▸ **Work task**
Beginning with the line that contains "the woman's arm" and concluding with the final line of the listing below, output each line exactly, and only those lines.

[[ Data to use, beginning ]]

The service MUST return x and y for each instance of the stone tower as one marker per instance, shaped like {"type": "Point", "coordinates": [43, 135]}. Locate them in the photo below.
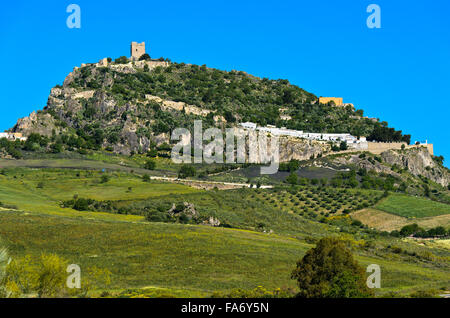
{"type": "Point", "coordinates": [137, 50]}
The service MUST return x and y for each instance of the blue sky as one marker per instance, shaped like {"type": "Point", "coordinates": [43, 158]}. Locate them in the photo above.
{"type": "Point", "coordinates": [399, 73]}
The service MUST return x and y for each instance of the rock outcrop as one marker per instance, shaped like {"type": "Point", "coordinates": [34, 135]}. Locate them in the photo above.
{"type": "Point", "coordinates": [419, 162]}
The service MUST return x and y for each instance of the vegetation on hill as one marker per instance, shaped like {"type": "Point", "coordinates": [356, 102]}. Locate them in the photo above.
{"type": "Point", "coordinates": [330, 271]}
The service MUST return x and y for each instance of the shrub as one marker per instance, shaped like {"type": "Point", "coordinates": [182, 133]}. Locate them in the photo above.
{"type": "Point", "coordinates": [330, 271]}
{"type": "Point", "coordinates": [150, 165]}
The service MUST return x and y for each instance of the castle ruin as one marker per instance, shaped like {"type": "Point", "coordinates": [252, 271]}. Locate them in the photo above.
{"type": "Point", "coordinates": [137, 50]}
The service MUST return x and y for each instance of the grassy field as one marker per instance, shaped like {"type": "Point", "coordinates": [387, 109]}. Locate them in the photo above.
{"type": "Point", "coordinates": [384, 221]}
{"type": "Point", "coordinates": [42, 190]}
{"type": "Point", "coordinates": [270, 230]}
{"type": "Point", "coordinates": [195, 259]}
{"type": "Point", "coordinates": [412, 207]}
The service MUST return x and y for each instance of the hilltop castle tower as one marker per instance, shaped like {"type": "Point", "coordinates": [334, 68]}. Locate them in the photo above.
{"type": "Point", "coordinates": [137, 50]}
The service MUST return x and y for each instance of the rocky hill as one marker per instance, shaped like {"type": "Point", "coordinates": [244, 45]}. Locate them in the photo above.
{"type": "Point", "coordinates": [129, 106]}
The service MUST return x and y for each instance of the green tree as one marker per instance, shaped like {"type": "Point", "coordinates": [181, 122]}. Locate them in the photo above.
{"type": "Point", "coordinates": [186, 171]}
{"type": "Point", "coordinates": [292, 179]}
{"type": "Point", "coordinates": [330, 271]}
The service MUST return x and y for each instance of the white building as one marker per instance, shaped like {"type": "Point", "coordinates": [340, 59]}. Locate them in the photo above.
{"type": "Point", "coordinates": [351, 141]}
{"type": "Point", "coordinates": [12, 136]}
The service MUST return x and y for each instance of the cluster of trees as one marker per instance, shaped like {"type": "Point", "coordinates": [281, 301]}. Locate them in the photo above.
{"type": "Point", "coordinates": [382, 133]}
{"type": "Point", "coordinates": [330, 271]}
{"type": "Point", "coordinates": [186, 171]}
{"type": "Point", "coordinates": [417, 231]}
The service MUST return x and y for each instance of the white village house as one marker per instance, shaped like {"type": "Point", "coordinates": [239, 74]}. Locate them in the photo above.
{"type": "Point", "coordinates": [13, 136]}
{"type": "Point", "coordinates": [352, 141]}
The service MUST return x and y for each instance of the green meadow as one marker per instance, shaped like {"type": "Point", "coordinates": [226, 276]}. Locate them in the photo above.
{"type": "Point", "coordinates": [412, 207]}
{"type": "Point", "coordinates": [192, 258]}
{"type": "Point", "coordinates": [266, 232]}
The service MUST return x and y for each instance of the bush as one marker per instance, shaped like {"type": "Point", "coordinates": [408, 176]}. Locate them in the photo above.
{"type": "Point", "coordinates": [330, 271]}
{"type": "Point", "coordinates": [150, 165]}
{"type": "Point", "coordinates": [186, 171]}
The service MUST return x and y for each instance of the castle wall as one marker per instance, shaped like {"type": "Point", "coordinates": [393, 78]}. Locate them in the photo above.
{"type": "Point", "coordinates": [379, 147]}
{"type": "Point", "coordinates": [137, 50]}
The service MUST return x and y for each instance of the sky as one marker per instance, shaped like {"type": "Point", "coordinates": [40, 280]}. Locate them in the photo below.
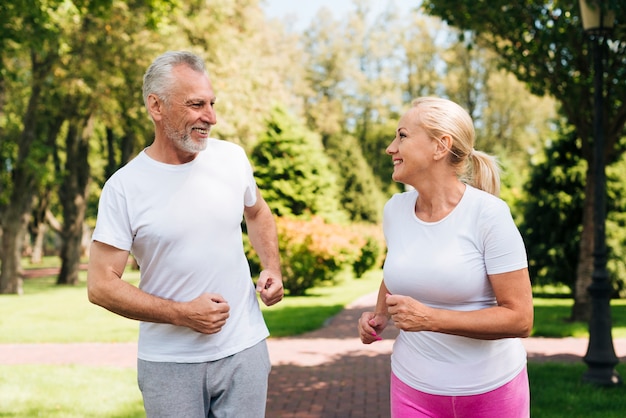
{"type": "Point", "coordinates": [301, 12]}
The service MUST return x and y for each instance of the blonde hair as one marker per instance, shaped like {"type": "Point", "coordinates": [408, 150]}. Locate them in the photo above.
{"type": "Point", "coordinates": [440, 117]}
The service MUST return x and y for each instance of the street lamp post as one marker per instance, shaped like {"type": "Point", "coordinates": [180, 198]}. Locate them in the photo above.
{"type": "Point", "coordinates": [600, 358]}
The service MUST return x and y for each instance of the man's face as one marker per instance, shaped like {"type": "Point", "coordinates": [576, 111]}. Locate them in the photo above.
{"type": "Point", "coordinates": [189, 116]}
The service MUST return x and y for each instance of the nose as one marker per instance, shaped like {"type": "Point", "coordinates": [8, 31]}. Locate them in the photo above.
{"type": "Point", "coordinates": [210, 116]}
{"type": "Point", "coordinates": [391, 148]}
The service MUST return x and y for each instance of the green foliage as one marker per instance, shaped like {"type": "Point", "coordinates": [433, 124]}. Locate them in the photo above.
{"type": "Point", "coordinates": [314, 251]}
{"type": "Point", "coordinates": [553, 213]}
{"type": "Point", "coordinates": [361, 195]}
{"type": "Point", "coordinates": [293, 171]}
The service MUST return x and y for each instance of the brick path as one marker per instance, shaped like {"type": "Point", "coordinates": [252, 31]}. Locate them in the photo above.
{"type": "Point", "coordinates": [326, 373]}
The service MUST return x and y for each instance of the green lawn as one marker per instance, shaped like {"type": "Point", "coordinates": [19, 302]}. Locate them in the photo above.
{"type": "Point", "coordinates": [50, 313]}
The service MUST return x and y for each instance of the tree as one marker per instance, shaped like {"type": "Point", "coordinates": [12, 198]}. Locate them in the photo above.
{"type": "Point", "coordinates": [543, 44]}
{"type": "Point", "coordinates": [294, 172]}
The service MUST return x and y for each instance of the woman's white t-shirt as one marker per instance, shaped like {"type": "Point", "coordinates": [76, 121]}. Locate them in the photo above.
{"type": "Point", "coordinates": [183, 225]}
{"type": "Point", "coordinates": [445, 264]}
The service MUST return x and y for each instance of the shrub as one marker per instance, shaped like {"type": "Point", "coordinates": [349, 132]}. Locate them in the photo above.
{"type": "Point", "coordinates": [313, 251]}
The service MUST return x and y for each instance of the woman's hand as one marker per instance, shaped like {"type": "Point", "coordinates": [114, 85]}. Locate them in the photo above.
{"type": "Point", "coordinates": [371, 325]}
{"type": "Point", "coordinates": [408, 314]}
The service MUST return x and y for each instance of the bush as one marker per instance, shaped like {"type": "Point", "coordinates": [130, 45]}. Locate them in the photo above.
{"type": "Point", "coordinates": [313, 251]}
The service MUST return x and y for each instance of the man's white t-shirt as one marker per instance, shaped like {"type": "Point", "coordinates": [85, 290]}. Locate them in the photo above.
{"type": "Point", "coordinates": [183, 225]}
{"type": "Point", "coordinates": [445, 264]}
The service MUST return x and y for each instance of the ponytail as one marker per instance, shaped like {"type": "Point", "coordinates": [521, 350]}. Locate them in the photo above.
{"type": "Point", "coordinates": [484, 172]}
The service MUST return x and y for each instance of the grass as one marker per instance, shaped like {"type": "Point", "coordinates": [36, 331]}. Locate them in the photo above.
{"type": "Point", "coordinates": [557, 391]}
{"type": "Point", "coordinates": [50, 313]}
{"type": "Point", "coordinates": [57, 314]}
{"type": "Point", "coordinates": [69, 392]}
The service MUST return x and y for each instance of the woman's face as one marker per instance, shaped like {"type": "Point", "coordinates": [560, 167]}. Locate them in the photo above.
{"type": "Point", "coordinates": [411, 150]}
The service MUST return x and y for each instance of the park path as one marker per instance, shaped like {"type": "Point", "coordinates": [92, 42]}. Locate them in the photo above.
{"type": "Point", "coordinates": [326, 373]}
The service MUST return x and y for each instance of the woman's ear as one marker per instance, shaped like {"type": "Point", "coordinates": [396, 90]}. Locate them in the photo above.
{"type": "Point", "coordinates": [444, 145]}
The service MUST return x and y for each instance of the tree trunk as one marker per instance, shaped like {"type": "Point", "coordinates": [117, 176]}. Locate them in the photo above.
{"type": "Point", "coordinates": [24, 178]}
{"type": "Point", "coordinates": [14, 226]}
{"type": "Point", "coordinates": [73, 198]}
{"type": "Point", "coordinates": [581, 311]}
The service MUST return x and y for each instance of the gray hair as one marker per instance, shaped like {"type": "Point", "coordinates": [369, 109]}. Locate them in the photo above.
{"type": "Point", "coordinates": [158, 79]}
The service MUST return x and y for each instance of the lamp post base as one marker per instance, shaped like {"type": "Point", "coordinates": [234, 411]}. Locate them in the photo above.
{"type": "Point", "coordinates": [602, 376]}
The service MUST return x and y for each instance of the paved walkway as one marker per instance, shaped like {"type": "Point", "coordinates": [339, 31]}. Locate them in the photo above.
{"type": "Point", "coordinates": [327, 373]}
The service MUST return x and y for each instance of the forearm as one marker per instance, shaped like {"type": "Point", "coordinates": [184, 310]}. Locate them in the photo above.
{"type": "Point", "coordinates": [264, 239]}
{"type": "Point", "coordinates": [485, 324]}
{"type": "Point", "coordinates": [127, 300]}
{"type": "Point", "coordinates": [381, 301]}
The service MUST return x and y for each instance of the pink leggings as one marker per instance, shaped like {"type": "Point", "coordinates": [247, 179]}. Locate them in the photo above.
{"type": "Point", "coordinates": [509, 401]}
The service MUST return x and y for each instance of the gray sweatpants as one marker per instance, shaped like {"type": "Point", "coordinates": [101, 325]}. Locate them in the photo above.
{"type": "Point", "coordinates": [234, 386]}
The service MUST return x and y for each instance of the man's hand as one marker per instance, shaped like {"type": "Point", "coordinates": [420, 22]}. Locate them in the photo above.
{"type": "Point", "coordinates": [206, 314]}
{"type": "Point", "coordinates": [270, 287]}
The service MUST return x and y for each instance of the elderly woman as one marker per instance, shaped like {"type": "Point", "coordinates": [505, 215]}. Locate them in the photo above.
{"type": "Point", "coordinates": [456, 281]}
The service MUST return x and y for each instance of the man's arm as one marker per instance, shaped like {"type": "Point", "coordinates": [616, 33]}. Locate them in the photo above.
{"type": "Point", "coordinates": [264, 239]}
{"type": "Point", "coordinates": [206, 314]}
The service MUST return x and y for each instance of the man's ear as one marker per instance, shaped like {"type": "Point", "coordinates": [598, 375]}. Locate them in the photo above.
{"type": "Point", "coordinates": [155, 107]}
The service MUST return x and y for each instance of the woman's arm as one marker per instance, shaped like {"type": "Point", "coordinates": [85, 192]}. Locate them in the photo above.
{"type": "Point", "coordinates": [512, 317]}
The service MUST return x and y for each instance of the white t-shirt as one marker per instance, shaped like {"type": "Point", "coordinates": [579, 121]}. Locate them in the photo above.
{"type": "Point", "coordinates": [445, 264]}
{"type": "Point", "coordinates": [183, 225]}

[[ Data to use, end ]]

▸ **Written answer**
The service MUST return x and y for each instance of the woman's arm as one marker per instance, shaped like {"type": "Point", "coordinates": [85, 192]}. Locate them in the photo above.
{"type": "Point", "coordinates": [512, 317]}
The service MUST return x and y for each instance of the white t-shirt as one marker per instance, shaped like {"type": "Point", "coordinates": [579, 121]}. Locate them in the photo above.
{"type": "Point", "coordinates": [445, 264]}
{"type": "Point", "coordinates": [183, 225]}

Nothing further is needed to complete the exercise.